- TASK INSTRUCTIONS: Every line in the data below that includes "fence" belongs in the answer, copied as it stands.

== MATERIAL SUPPLIED ==

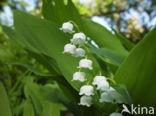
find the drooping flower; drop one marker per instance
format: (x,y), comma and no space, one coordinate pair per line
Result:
(111,96)
(69,48)
(85,63)
(116,114)
(86,90)
(67,27)
(79,52)
(101,83)
(86,101)
(78,39)
(79,76)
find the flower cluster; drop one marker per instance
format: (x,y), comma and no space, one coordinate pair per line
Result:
(99,83)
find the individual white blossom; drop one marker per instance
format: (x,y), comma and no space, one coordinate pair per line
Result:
(69,48)
(85,63)
(78,39)
(86,90)
(86,101)
(79,76)
(101,83)
(79,52)
(67,27)
(111,96)
(116,114)
(105,97)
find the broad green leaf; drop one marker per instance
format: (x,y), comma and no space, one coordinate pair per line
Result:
(108,55)
(30,68)
(42,105)
(28,109)
(124,92)
(4,102)
(138,71)
(46,37)
(61,13)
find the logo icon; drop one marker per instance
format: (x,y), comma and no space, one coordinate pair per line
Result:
(138,110)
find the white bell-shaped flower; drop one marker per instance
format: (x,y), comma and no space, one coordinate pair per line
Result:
(105,97)
(78,39)
(116,114)
(86,101)
(111,96)
(79,52)
(117,97)
(101,83)
(67,27)
(85,63)
(86,90)
(79,76)
(69,48)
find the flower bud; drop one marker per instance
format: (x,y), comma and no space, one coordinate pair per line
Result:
(67,27)
(86,101)
(85,63)
(79,76)
(79,52)
(86,90)
(101,83)
(69,48)
(78,39)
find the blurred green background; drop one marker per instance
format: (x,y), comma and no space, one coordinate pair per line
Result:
(131,18)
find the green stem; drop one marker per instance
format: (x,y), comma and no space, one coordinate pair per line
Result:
(17,82)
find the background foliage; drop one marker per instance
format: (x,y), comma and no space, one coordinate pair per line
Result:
(35,76)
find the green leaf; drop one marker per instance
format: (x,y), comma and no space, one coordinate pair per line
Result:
(4,102)
(108,55)
(61,13)
(41,104)
(138,71)
(124,92)
(30,68)
(28,109)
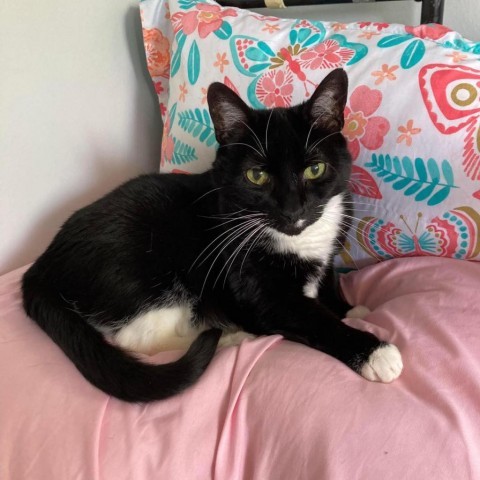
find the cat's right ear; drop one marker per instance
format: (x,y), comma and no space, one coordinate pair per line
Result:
(228,111)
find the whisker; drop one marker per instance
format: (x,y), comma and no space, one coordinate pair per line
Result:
(235,228)
(244,230)
(235,255)
(343,248)
(261,234)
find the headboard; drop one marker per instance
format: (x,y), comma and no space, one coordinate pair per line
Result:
(432,10)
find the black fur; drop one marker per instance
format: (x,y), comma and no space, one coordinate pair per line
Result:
(154,239)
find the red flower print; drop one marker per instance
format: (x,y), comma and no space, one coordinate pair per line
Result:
(275,89)
(157,49)
(406,133)
(361,127)
(432,32)
(328,54)
(206,18)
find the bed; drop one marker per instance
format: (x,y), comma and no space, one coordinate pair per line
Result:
(269,408)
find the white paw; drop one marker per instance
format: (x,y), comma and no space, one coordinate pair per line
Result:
(359,311)
(383,365)
(235,338)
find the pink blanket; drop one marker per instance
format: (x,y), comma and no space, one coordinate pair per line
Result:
(268,409)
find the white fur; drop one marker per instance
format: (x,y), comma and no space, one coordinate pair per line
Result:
(234,338)
(359,311)
(317,240)
(159,330)
(383,365)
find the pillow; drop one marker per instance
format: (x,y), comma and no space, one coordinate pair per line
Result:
(412,118)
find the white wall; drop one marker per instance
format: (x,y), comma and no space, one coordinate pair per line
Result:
(78,114)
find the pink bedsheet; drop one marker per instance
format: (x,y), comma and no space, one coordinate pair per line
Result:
(268,409)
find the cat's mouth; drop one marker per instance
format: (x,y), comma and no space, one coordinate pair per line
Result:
(294,228)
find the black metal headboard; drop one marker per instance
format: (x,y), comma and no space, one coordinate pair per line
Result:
(432,10)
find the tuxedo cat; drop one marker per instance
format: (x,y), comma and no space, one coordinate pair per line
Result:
(175,261)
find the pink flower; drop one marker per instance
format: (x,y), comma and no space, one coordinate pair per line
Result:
(361,127)
(328,54)
(275,88)
(432,31)
(207,18)
(157,49)
(406,132)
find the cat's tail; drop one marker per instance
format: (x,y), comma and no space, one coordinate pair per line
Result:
(108,367)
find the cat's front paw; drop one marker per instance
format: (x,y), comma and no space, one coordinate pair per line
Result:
(383,365)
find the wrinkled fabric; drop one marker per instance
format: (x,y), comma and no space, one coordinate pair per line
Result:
(268,409)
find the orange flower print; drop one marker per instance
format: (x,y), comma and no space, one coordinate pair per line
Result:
(386,73)
(183,92)
(406,133)
(457,57)
(221,62)
(157,49)
(270,28)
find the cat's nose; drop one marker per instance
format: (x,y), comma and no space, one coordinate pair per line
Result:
(292,216)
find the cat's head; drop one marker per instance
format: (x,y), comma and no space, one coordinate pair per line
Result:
(285,163)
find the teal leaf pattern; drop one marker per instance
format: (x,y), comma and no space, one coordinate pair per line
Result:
(412,54)
(193,65)
(177,56)
(183,153)
(197,122)
(393,40)
(425,180)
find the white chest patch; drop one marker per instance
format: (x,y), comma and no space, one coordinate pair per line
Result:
(159,330)
(316,242)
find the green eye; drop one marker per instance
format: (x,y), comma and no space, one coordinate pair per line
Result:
(314,171)
(257,176)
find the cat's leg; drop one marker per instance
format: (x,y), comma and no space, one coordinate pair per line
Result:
(160,329)
(304,320)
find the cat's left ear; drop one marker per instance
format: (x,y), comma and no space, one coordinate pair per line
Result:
(228,111)
(326,106)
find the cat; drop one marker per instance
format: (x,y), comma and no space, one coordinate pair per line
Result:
(187,261)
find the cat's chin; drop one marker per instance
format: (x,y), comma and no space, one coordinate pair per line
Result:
(291,229)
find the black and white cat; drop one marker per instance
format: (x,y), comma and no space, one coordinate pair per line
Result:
(173,261)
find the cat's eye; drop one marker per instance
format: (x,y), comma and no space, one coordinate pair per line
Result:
(314,171)
(257,176)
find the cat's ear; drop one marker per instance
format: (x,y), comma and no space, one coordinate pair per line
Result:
(326,105)
(228,111)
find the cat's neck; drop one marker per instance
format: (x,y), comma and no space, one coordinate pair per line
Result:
(317,241)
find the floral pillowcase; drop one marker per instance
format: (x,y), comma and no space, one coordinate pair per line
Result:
(412,118)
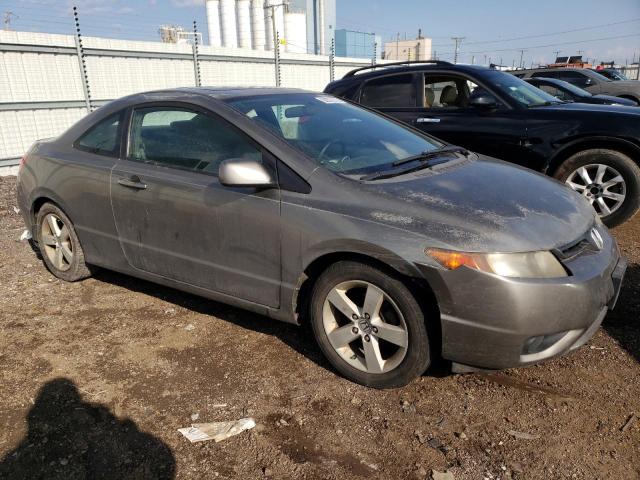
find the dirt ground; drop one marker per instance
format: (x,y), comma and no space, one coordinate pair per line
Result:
(97,376)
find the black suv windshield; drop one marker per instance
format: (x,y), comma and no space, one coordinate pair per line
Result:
(336,134)
(525,94)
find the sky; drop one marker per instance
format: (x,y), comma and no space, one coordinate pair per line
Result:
(499,29)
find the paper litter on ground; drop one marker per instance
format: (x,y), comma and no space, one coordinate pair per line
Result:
(217,431)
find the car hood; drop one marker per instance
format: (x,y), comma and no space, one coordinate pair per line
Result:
(625,84)
(611,98)
(482,205)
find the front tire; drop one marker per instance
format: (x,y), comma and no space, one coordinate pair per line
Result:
(369,325)
(608,179)
(59,245)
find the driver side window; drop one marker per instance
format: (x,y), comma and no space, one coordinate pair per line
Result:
(447,92)
(186,139)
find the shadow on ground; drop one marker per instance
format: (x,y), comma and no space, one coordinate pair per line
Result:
(70,439)
(298,338)
(623,323)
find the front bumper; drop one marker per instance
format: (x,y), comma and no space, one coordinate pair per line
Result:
(492,322)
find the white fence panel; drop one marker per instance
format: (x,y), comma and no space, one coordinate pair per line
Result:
(41,84)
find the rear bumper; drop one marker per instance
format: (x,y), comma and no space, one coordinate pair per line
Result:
(495,322)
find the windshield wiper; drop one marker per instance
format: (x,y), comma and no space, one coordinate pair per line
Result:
(546,104)
(426,155)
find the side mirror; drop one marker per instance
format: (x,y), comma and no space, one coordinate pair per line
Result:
(483,101)
(240,172)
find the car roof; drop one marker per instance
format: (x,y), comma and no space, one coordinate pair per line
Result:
(218,93)
(588,71)
(408,67)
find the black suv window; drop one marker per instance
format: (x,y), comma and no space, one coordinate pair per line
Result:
(577,78)
(447,91)
(390,91)
(104,137)
(186,139)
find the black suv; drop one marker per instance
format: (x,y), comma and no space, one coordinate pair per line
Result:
(588,79)
(595,149)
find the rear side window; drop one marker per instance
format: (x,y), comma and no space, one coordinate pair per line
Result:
(390,91)
(104,137)
(181,138)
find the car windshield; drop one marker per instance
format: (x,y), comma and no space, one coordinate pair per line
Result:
(615,74)
(525,94)
(341,136)
(577,91)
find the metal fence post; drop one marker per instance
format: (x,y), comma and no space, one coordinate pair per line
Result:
(196,60)
(81,63)
(332,61)
(276,55)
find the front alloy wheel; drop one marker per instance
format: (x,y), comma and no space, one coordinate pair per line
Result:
(602,186)
(369,325)
(57,245)
(608,179)
(365,327)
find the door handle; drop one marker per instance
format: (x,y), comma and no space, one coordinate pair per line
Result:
(132,182)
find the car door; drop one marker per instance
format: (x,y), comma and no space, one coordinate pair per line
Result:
(174,218)
(442,109)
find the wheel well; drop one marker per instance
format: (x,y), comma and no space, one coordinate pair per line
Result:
(419,287)
(623,146)
(37,205)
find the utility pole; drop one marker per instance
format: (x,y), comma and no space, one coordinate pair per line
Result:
(458,41)
(276,36)
(7,19)
(332,58)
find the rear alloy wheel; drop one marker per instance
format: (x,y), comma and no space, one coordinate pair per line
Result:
(59,245)
(609,181)
(369,325)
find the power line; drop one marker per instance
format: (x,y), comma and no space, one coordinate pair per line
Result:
(558,44)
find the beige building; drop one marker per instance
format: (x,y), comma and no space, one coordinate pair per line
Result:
(417,49)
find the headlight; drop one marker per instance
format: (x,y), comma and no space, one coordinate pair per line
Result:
(519,265)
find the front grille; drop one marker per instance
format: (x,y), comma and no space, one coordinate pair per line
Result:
(584,245)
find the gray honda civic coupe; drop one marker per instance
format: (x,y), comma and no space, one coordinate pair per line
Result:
(396,247)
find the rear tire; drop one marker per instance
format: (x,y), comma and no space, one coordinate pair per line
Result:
(608,179)
(59,245)
(369,325)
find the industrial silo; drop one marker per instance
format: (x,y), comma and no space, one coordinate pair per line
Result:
(295,32)
(243,16)
(228,23)
(213,22)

===

- PROBLEM SOLUTION:
find the white fence panel; drop one marker per instance
find the metal fence post; drop one marker per instance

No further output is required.